### Exercise aim
Repeat every entry exactly. Do not include the pictures.

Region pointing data

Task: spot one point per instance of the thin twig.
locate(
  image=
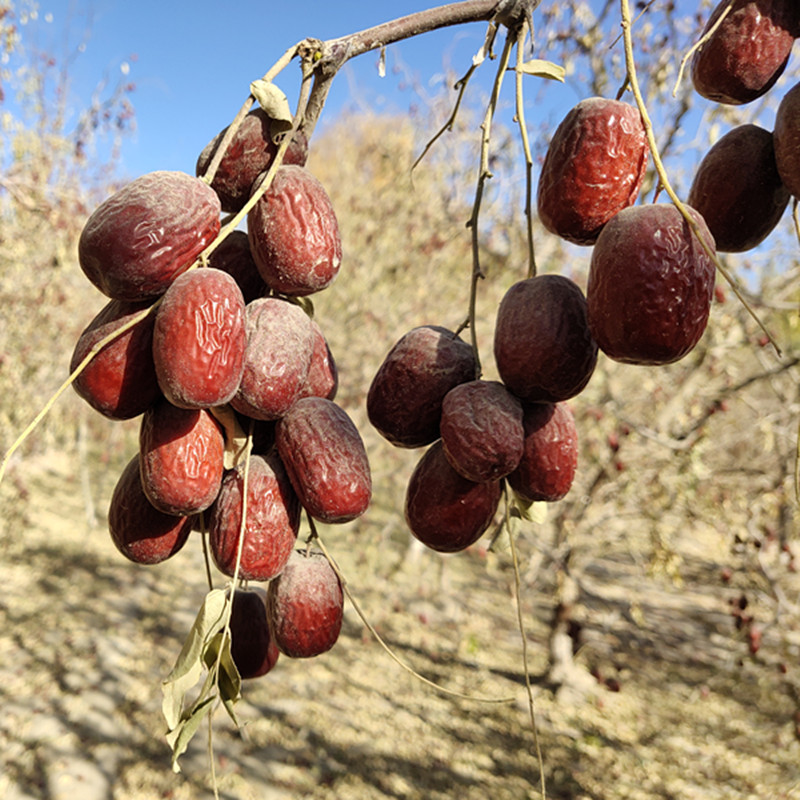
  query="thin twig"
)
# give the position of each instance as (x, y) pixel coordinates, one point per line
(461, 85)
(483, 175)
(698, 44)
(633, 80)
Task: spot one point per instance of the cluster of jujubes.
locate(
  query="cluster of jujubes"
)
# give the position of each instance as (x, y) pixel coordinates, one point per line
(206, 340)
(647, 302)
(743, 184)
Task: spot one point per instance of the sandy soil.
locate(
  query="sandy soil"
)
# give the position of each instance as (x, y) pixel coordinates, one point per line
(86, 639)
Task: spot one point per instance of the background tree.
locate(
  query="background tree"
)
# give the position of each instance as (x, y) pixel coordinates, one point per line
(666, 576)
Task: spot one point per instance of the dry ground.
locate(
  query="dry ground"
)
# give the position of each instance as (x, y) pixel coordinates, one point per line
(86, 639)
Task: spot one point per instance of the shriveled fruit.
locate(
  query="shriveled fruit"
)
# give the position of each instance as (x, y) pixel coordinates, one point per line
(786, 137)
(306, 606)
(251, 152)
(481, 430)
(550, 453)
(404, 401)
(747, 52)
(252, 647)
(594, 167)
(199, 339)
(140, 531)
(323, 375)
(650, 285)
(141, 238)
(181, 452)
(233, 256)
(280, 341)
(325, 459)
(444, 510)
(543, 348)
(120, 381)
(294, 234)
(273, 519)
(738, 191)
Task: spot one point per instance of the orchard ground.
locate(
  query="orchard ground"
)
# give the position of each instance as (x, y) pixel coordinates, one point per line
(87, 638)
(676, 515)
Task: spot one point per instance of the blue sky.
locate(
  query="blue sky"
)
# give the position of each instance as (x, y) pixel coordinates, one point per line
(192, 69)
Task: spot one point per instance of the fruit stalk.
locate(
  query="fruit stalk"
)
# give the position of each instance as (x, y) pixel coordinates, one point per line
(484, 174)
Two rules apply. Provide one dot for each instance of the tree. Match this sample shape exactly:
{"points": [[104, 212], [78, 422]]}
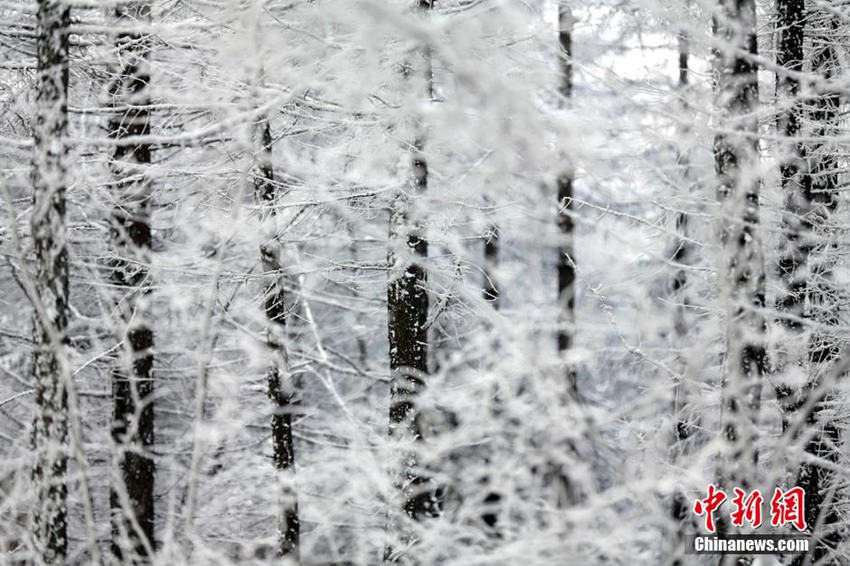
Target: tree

### Finished task
Task: spot one point per instance of the thin twig.
locate(
  image=
  query="thin twig"
)
# give the position of each instance as (x, y) pixel coordinates, one point per line
(461, 85)
(483, 175)
(698, 44)
(633, 80)
Task: spot one point per instance of the cluster of jujubes.
locate(
  query="cluster of jujubes"
)
# give the position of each instance as (x, y) pixel coordinates, one point per line
(206, 340)
(647, 302)
(743, 184)
Task: spot one point per instance of the sandy soil.
locate(
  query="sandy soil"
)
# give the position of each instance as (x, y) pixel coordinates, one point per line
(86, 639)
Task: spot one point per instance of the background tree.
locate(
  query="background tree"
)
# give the position of each instance as (x, y) pixel coordinates, one point per line
(666, 576)
Task: spot one point per instance of the dry ground.
locate(
  query="dry ground"
)
# give the position of each instance as (x, y) pixel coordinates, one point per line
(86, 639)
Task: spot one point per instance of the shriveled fruit.
locate(
  query="shriveled fruit"
)
# give the position of each instance as (x, y) pixel coordinates, one point per line
(786, 137)
(306, 606)
(251, 152)
(481, 430)
(550, 453)
(404, 401)
(747, 52)
(252, 647)
(594, 167)
(199, 339)
(140, 531)
(323, 375)
(650, 285)
(141, 238)
(181, 452)
(233, 256)
(280, 341)
(325, 459)
(444, 510)
(543, 348)
(120, 381)
(294, 234)
(273, 519)
(738, 191)
Task: spot one point per instance of the orchard ground.
locate(
  query="orchard ground"
)
# give the position of each instance as (x, y) pixel coordinates, one point per line
(87, 638)
(676, 515)
Task: spot one point per instance of the blue sky.
locate(
  query="blue sky"
)
# give the position of each instance as (x, y) pixel coordinates, one point per line
(192, 69)
Task: spot one point per instance of the fruit stalk.
locate(
  query="fruit stalk"
)
# give the position of each instance as (x, y) pixel coordinates, one point per line
(484, 174)
Two rules apply. Provide one dot for each instance of the tree. Match this sample shape exactly:
{"points": [[104, 212], [78, 422]]}
Target: tree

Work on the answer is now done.